■ What the task requires ■
Reproduce verbatim the passage of the New Rizvia Society article that starts at "Many famous religious" and ends at "Town blast survivors.".

■ Selected extract ■
++++++++++
= New Rizvia Society =

New Rizvia Society (also called Rizvia Society Phase-II) is a residential colony situated in Karachi near Safoora Goth, KDA Scheme No.33, opposite to Karachi Institute of Radiotherapy and Nuclear Medicine (KIRAN) Sindh, Pakistan. New Rizvia Society exclusively provides residential plots to Shia Muslims.

The society is properly secured by a complete boundary wall around it. Only one gate is open for entry and exit from Kiran Hospital Road, which is secured by highly trained and armed guards. As a nice and clean society, with proper roads, New Rizvia Society has proven to be popular amongst Shia Muslims, who like to live a bit outside the pollution of the inner city. You will find houses in the society ranging from 240 to 1000 square yards.

The society is in relative proximity to Jinnah International Airport, University of Karachi and Malir Cantonment. On one side of the society, after the Safooran Roundabout, you will find University Road, which leads into downtown Karachi 15 km away, while on the other side you will find the Super Highway, which leads to the city of Hyderabad 136 km away. At the head of University Road, you will find some shops and stores and good food places. There is also a Bank Al-Habib and a Soneri Bank Ltd to be found on Kiran Hospital Rd, as well as several other banks on University Road.

Many famous religious scholars like Hassan Zafar, Ali Safdar, Faisal Raza Abidi and others live there. The society also has a large Imam Bargah named Samarah in the middle of the society. In November 2016, an outspoken Pakistani Shia leader, and former member of the Senate of Pakistan, Faisal Raza Abidi, was arrested from his residence in New Rizvia Society, during a large-scale operation. While visiting distressed families of the March 2013 Karachi bombing, the Governor of Sindh suggested that residential arrangements be made in New Rizvia Society, for Abbas Town blast survivors.
++++++++++
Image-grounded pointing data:

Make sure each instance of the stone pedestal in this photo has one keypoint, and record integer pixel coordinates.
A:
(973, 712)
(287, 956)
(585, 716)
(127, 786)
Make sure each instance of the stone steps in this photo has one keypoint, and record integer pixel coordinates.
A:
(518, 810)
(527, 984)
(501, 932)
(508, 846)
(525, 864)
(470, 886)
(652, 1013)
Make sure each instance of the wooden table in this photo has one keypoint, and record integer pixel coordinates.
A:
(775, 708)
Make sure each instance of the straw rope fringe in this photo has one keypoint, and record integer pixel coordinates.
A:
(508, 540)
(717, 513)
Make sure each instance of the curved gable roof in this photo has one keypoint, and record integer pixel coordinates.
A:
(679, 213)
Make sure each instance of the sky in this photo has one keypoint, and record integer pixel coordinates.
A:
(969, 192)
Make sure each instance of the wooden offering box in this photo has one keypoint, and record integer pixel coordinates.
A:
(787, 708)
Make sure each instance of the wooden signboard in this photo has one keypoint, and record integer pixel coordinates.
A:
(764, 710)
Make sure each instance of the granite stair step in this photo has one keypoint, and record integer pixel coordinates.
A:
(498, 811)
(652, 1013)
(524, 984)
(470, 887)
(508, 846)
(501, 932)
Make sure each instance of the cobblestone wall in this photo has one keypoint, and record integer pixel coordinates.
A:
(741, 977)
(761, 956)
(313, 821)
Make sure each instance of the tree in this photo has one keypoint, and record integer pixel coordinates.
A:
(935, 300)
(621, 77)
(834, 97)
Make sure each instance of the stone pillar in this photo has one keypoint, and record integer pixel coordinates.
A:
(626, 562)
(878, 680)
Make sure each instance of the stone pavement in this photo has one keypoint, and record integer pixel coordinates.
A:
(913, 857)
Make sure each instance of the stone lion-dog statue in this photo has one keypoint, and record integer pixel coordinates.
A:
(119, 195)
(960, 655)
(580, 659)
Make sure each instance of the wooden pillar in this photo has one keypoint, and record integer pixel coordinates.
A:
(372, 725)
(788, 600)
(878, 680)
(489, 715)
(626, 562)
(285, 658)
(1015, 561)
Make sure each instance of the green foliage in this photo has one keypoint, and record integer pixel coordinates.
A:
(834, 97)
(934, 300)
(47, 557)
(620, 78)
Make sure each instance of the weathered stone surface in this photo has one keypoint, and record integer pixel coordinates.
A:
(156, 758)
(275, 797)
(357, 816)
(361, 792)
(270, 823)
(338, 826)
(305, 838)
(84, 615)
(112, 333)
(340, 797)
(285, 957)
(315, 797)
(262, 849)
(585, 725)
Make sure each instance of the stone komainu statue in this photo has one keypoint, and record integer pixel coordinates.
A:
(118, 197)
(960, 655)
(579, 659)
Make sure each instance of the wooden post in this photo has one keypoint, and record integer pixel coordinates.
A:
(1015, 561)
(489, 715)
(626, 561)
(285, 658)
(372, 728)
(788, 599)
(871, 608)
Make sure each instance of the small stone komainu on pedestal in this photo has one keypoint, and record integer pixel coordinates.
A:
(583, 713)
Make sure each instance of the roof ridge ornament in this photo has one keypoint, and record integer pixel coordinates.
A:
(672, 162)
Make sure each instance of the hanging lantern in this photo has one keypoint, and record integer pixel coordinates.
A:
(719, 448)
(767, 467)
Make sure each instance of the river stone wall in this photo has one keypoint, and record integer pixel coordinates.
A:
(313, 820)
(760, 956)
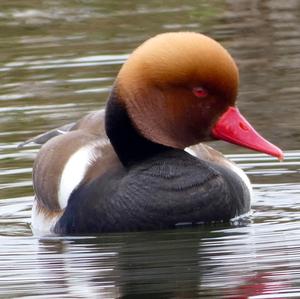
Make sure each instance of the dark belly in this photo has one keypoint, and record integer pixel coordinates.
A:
(161, 192)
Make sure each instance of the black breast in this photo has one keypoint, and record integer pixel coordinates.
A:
(160, 192)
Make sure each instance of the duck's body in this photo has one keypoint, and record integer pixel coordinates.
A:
(128, 170)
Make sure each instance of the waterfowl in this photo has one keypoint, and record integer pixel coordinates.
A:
(140, 164)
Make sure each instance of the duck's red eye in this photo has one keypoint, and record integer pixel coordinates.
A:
(200, 92)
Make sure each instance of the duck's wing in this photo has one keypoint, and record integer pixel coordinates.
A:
(92, 123)
(44, 137)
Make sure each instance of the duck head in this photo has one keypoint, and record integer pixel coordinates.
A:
(180, 89)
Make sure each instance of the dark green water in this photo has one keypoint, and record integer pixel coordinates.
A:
(58, 60)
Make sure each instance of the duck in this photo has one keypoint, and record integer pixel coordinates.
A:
(141, 164)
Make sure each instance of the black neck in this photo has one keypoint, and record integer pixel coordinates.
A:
(129, 145)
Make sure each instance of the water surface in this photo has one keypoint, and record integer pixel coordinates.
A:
(58, 60)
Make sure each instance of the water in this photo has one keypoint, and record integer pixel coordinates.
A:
(58, 60)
++++++++++
■ Written answer ■
Many famous religious scholars like Hassan Zafar, Ali Safdar, Faisal Raza Abidi and others live there. The society also has a large Imam Bargah named Samarah in the middle of the society. In November 2016, an outspoken Pakistani Shia leader, and former member of the Senate of Pakistan, Faisal Raza Abidi, was arrested from his residence in New Rizvia Society, during a large-scale operation. While visiting distressed families of the March 2013 Karachi bombing, the Governor of Sindh suggested that residential arrangements be made in New Rizvia Society, for Abbas Town blast survivors.